» PASSAGE PROVIDED

Skip to content

htmlToMarkdown

Useful and high-quality HTML to Markdown converter. Internally, it just calls htmlToMdast and mdastToMarkdown in that order.

Usage

import { htmlToMarkdown } from "webforai";
 
const html = "<h1>Hello, world!</h1>";
const markdown = htmlToMarkdown(html);
=> "# Hello, world!"

Returns

string

The converted Markdown string.

Parameters

htmlOrHast

type: string | Hast

The HTML string or HAST tree to convert.

const markdown = htmlToMarkdown("<h1>Hello, world!</h1>");
// => "# Hello, world!"

options.baseUrl

type: string

The base URL to use for replacing relative links.

const markdown = htmlToMarkdown("<a href='/foo'>bar</a>", {
	baseUrl: "https://example.com",
});
// => "[bar](https://example.com/foo)"

options.extractors

type: ExtractorSelectors

An array of extractors to extract specific elements from the HTML. You can define your own functions in addition to the Extractor provided as a preset.

» MATERIAL PROVIDED
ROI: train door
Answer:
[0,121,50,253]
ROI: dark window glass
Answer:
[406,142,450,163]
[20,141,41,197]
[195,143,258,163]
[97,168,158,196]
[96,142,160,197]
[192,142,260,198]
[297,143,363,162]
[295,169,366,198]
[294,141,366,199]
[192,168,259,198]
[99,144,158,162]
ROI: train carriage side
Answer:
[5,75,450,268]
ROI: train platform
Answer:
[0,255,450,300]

» WRITTEN EXERCISE 1
Print the part of the htmlToMarkdown documentation that opens with the words containing "options.extractors" and closes with "as a preset.", copied word for word.
» WRITTEN EXERCISE 2
Per the htmlToMarkdown documentation, which two functions does htmlToMarkdown call internally, and in what order?

» FULL ANSWER 1
options.extractors

type: ExtractorSelectors

An array of extractors to extract specific elements from the HTML. You can define your own functions in addition to the Extractor provided as a preset.

» FULL ANSWER 2
It calls htmlToMdast first, then mdastToMarkdown.